03/21/2024, 1:00am EDT
By Finn Courtney

Finn Courtney (@finncourtney_)

If Villanova’s men were consistent with anything this season, it truly was their inability to put together a full 40 minutes of basketball, with their season-ending 70-61 loss against VCU a microcosm of that fact.

In a 2023-24 season punctuated by consistency with inconsistency, injuries to key players and bookended by fan restlessness and noticeable yells of “Fire Neptune” as the final buzzer sounded to wrap up their loss against the Rams, the second-year head coach understood the frustration.

“I didn’t hear any of that, [but] listen I understand, I get the frustration,” Neptune said, post-game. “We’re all frustrated, me included. Definitely not the end of the season that I wanted, our team wanted and the fans wanted.”

Villanova coach Kyle Neptune (center) sits at the post-game podium with TJ Bamba (left) and Eric Dixon (right). (Photo: Finn Courtney/CoBL)

Put simply, it appeared as if VCU (23-13) wanted the game more than the NIT No. 1 seed Wildcats (18-16) at times, especially in the final minutes as sloppy turnovers littered the floor and poorly-executed traps led to two wide-open dunks for Rams players.

“We were a little off balance by their length, I really feel like they clogged the paint [and] they made it hard for us to get the ball moving,” Neptune said. “They didn’t let us get to the offensive glass, they kept us out of transition. I thought they just did a good job.”

Records shown:
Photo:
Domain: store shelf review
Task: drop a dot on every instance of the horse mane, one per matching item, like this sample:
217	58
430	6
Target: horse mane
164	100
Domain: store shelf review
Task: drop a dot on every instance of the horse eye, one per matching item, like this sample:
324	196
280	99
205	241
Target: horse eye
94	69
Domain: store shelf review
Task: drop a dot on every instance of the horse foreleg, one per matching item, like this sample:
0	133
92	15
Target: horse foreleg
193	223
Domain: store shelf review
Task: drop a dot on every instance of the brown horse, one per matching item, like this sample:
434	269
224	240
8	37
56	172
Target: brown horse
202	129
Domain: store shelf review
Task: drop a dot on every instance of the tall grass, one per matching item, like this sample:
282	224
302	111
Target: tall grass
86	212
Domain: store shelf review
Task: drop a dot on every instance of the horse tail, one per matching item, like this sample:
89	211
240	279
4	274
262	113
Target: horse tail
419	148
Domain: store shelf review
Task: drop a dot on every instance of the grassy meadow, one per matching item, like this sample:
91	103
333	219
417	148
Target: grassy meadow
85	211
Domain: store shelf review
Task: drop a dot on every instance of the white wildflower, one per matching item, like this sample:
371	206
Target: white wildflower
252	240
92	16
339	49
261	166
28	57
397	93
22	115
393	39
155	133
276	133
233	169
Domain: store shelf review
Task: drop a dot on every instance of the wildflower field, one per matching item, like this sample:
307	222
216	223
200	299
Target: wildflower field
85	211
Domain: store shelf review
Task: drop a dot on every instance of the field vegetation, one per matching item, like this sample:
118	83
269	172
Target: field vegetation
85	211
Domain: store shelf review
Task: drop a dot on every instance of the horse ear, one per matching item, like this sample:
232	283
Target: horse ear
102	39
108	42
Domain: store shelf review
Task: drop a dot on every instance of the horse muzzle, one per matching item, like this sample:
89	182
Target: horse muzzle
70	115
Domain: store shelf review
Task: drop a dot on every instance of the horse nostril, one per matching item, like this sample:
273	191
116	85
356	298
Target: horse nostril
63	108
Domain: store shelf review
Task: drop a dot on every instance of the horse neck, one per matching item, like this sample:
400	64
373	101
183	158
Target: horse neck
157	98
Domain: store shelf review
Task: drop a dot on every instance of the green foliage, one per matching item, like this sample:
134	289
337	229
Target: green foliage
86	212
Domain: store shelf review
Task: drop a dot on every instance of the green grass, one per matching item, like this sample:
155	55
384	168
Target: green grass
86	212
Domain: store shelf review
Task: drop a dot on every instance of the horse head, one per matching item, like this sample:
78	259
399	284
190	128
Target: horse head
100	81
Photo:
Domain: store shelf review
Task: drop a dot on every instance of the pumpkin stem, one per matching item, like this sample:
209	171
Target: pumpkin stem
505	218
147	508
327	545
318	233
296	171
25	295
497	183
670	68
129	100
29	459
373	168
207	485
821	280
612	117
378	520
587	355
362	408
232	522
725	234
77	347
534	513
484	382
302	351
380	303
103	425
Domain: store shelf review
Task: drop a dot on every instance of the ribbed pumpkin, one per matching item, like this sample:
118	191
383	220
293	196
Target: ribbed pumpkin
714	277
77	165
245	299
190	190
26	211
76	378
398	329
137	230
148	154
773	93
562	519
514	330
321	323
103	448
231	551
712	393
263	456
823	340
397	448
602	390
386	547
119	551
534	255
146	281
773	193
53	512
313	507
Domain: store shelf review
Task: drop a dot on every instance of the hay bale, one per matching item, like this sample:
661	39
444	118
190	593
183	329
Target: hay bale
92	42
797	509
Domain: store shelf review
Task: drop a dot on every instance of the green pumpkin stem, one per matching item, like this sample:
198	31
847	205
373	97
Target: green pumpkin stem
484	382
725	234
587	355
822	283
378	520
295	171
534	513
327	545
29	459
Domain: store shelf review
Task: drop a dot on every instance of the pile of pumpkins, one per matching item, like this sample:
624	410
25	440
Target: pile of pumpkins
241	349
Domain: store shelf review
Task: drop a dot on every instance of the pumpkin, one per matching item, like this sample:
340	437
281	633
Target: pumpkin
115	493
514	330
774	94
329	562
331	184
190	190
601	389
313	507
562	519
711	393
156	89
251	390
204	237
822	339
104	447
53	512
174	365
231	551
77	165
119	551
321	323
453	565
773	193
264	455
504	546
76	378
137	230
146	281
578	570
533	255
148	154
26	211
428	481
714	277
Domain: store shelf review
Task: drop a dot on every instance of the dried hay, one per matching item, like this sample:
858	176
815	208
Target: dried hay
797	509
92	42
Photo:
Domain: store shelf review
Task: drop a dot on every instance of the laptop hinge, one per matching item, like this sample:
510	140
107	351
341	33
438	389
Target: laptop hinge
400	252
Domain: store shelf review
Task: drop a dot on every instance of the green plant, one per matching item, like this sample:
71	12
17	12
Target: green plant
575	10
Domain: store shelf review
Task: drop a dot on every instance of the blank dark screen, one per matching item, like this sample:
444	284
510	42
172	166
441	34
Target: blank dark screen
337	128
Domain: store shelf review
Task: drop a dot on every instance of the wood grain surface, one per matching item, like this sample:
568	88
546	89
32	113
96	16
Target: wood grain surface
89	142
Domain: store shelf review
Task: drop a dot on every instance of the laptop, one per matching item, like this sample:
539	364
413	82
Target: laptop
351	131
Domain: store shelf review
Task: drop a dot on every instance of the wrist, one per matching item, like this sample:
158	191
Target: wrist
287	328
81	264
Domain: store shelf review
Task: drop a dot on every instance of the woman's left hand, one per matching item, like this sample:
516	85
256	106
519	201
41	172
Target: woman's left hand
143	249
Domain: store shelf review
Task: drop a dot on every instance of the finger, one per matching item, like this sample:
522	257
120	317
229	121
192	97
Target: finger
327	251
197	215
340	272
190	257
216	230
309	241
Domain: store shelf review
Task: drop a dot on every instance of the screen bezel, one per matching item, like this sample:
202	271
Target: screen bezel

Required work:
A - What was the final score of Villanova's season-ending loss to VCU, according to the Villanova game report?
B - List every person named in the Villanova game report.
C - Pick up the Villanova game report after its final sentence and continue it.
The data come from a source separate from the Villanova game report.

Results for the exercise:
A - 70-61

B - Finn Courtney, Kyle Neptune, TJ Bamba, Eric Dixon

C -
It also marked Villanova’s fourth loss in their final five games of the season, a dismal result for a team that one month ago was looked at as an NCAA tournament-level team by many bracketologists. In the last two years, the Wildcats have won 35 games, equalling their total from the 2015-16 championship game and one fewer than their title team from 2017-18.

The game not being a part of March Madness didn’t stop star forward Eric Dixon from continuing an outstanding stretch of production, doing everything he could for his team with 21 points (7-14 FG, 7-10 FT) and 13 rebounds in what might be his final game in a Villanova uniform.

“[The season] just ended [and] it’s a long offseason,” said Dixon, the Abington grad with a sixth and final season of college basketball left to use if he so chooses. “A lot of time between now and the next game in my career. So, I’m just thinking about this one.”

Whether it be returning for a final season as a Wildcat or dipping his toe in the professionals, the Willow Grove native has put together an outstanding campaign, finishing as the team’s leading scorer (16.6 points per game) and leading rebounder (6.5 per game).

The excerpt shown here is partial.